**SELECTED EXCERPT**
BEGIN

1.3.2 If you want to simulate for instance a FLUPSY in an estuary: a) insert the volume of the FLUPSY, and b) the flow rate from the surrounding water of the entire FLUPSY not of the individual silos. Or you can simulate the individual silo inserting in the model its water volume and individual flow rate.
2. Assumptions and limitations:
2.1 This is a one compartment budget model that aims to capture average boundary ranges to operate the system, whereby:
- the sources include the water inflow into the oyster nursery system and phytoplankton growth rate (in the option with the bloom tanks);
- the sinks include the Pacific oyster filtration and the system outflow (assumed equal to the inflow).
2.2 The mass balance is solved at steady state to ensure a given food concentration in the holding tanks. The optimum concentration to maintain in the production unit should correspond to the minimum food concentration that maximizes ingestion or to the optimum concentration for growth. The default parameterization for the Pacific oyster is set to 44 cells/microliter, in the advanced settings, based on Tamayo et al. (2014) and Walne (1972).

END

**ACTIVITY LIST**
**1)** Answer these questions using the oyster nursery model notes.
(a) When simulating an entire FLUPSY in an estuary, whose flow rate from the surrounding water should be entered?
(b) What two sinks does the budget model include?
(c) What is the default food concentration set for the Pacific oyster in the advanced settings?
**2)** Continue the oyster nursery model notes from their final sentence, in the same numbered style.

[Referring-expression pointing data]
BEGIN

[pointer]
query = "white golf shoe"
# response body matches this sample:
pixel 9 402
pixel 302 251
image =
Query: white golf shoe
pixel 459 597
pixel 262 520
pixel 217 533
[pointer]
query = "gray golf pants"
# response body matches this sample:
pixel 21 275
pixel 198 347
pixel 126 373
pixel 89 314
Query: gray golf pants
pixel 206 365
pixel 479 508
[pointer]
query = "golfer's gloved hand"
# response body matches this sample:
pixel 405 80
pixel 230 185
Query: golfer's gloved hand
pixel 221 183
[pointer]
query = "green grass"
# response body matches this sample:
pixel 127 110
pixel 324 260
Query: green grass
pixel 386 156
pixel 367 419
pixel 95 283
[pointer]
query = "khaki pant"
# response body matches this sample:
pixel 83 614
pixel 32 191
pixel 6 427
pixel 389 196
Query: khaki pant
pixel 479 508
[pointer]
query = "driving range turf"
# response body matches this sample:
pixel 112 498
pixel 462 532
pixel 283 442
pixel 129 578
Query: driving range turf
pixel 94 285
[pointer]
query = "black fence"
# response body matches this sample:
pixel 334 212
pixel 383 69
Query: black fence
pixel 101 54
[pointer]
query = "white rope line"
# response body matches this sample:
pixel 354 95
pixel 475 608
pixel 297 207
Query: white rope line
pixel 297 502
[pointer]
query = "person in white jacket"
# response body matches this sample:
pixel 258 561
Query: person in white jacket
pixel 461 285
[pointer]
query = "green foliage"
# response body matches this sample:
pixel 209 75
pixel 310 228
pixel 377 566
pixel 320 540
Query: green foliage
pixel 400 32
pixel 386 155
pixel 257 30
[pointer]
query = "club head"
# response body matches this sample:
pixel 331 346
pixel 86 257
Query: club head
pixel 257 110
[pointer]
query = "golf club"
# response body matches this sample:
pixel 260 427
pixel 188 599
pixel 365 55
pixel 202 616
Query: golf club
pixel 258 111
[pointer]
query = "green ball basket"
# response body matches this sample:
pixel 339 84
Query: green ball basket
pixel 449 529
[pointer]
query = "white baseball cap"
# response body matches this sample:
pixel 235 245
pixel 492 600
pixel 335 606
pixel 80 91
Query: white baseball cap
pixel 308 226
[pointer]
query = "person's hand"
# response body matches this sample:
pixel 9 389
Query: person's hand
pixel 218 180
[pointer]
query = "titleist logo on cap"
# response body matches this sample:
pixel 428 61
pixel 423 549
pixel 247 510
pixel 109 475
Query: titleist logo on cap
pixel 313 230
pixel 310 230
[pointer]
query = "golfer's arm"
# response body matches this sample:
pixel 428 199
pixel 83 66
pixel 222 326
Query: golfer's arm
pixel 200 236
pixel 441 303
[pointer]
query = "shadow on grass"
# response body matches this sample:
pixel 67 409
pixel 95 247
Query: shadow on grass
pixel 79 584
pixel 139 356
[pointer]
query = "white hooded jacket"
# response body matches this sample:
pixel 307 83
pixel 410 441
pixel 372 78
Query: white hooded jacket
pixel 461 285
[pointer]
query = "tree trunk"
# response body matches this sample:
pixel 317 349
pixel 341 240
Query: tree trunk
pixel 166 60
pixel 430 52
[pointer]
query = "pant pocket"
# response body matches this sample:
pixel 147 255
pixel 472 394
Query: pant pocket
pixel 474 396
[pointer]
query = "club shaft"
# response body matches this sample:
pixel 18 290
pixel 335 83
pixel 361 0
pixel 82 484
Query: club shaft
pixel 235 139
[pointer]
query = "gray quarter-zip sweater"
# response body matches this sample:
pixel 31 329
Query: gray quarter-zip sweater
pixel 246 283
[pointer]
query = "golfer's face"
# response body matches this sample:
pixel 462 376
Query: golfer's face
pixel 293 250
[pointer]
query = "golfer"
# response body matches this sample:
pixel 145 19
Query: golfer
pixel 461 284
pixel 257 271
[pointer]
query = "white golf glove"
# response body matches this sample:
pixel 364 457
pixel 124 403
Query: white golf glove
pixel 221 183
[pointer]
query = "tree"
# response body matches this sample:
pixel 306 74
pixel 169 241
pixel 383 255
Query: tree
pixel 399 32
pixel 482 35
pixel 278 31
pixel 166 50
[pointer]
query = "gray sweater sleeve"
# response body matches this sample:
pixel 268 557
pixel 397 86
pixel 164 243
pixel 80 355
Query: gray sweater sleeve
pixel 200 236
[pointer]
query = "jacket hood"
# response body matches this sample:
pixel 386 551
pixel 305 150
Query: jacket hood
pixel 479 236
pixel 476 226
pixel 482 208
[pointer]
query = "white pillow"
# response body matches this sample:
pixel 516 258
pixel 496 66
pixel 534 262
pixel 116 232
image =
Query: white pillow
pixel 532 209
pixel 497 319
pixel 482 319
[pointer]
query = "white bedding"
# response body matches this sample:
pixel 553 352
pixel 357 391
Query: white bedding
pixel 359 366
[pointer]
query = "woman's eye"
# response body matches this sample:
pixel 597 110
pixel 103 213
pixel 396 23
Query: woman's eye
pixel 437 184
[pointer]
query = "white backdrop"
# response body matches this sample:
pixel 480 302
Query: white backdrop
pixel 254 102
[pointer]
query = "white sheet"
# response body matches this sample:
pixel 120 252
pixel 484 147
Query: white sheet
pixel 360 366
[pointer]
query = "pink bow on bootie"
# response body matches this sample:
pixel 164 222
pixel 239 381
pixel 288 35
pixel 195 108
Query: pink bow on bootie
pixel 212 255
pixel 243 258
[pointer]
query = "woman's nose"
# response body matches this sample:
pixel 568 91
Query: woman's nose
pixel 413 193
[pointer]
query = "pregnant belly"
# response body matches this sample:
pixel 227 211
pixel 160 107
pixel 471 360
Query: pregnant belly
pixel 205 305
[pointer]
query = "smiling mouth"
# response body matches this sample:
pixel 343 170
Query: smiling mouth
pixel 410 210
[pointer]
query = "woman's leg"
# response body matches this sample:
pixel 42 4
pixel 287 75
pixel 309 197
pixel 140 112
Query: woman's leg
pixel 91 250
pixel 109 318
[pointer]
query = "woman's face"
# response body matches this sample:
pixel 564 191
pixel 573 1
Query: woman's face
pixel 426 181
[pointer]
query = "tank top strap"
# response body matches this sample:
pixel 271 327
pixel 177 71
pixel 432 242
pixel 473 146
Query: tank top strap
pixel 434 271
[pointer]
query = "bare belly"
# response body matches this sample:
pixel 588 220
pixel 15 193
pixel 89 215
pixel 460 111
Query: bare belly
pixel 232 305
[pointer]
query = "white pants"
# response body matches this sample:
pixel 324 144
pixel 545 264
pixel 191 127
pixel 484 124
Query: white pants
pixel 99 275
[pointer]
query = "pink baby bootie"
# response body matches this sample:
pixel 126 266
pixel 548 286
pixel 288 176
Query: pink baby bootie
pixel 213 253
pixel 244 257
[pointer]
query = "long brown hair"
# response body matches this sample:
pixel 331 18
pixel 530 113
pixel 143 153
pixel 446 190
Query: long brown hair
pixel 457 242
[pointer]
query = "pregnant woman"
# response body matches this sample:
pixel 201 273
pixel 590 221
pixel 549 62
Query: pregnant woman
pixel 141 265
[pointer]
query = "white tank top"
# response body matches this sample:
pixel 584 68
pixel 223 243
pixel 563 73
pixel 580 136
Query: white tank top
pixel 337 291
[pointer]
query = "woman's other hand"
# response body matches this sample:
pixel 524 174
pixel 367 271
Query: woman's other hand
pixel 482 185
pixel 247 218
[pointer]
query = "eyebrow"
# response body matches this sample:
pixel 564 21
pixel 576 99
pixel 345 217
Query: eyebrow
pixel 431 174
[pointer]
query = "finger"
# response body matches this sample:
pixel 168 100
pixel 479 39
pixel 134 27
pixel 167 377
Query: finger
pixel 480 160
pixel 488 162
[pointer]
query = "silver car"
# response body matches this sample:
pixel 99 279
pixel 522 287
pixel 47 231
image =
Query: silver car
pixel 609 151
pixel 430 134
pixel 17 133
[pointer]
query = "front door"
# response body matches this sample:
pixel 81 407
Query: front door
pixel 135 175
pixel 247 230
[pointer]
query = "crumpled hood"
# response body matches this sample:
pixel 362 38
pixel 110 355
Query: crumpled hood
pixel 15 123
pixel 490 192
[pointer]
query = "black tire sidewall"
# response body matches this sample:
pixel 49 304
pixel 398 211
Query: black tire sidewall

END

**ACTIVITY ANSWERS**
**1)**
(a) The flow rate of the entire FLUPSY, not of the individual silos.
(b) The Pacific oyster filtration and the system outflow.
(c) 44 cells/microliter.

**2)**
2.3 Important effects that occur at a smaller scale like changes in the water flow rate due to oyster size/densities or tank shape are not simulated in the model.
2.4 The option with bloom tanks assumes these are interconnected with the oyster holding tank, which together are the simulated unit. In this case the water inflow is the water that enters from the outside (an adjacent ecosystem for instance) into the bloom tanks forced by tidal height or pumped.
2.5 The model includes an allometric filtration rate function (Gerdes 1983) and the temperature dependence effect that assumes optimum filtration rate for the Pacific oyster at 19ºC (Bougrier et al. 1995).
2.6 The salinity effects on filtration rate are not simulated thus it is assumed that water salinity is higher than 20 psu.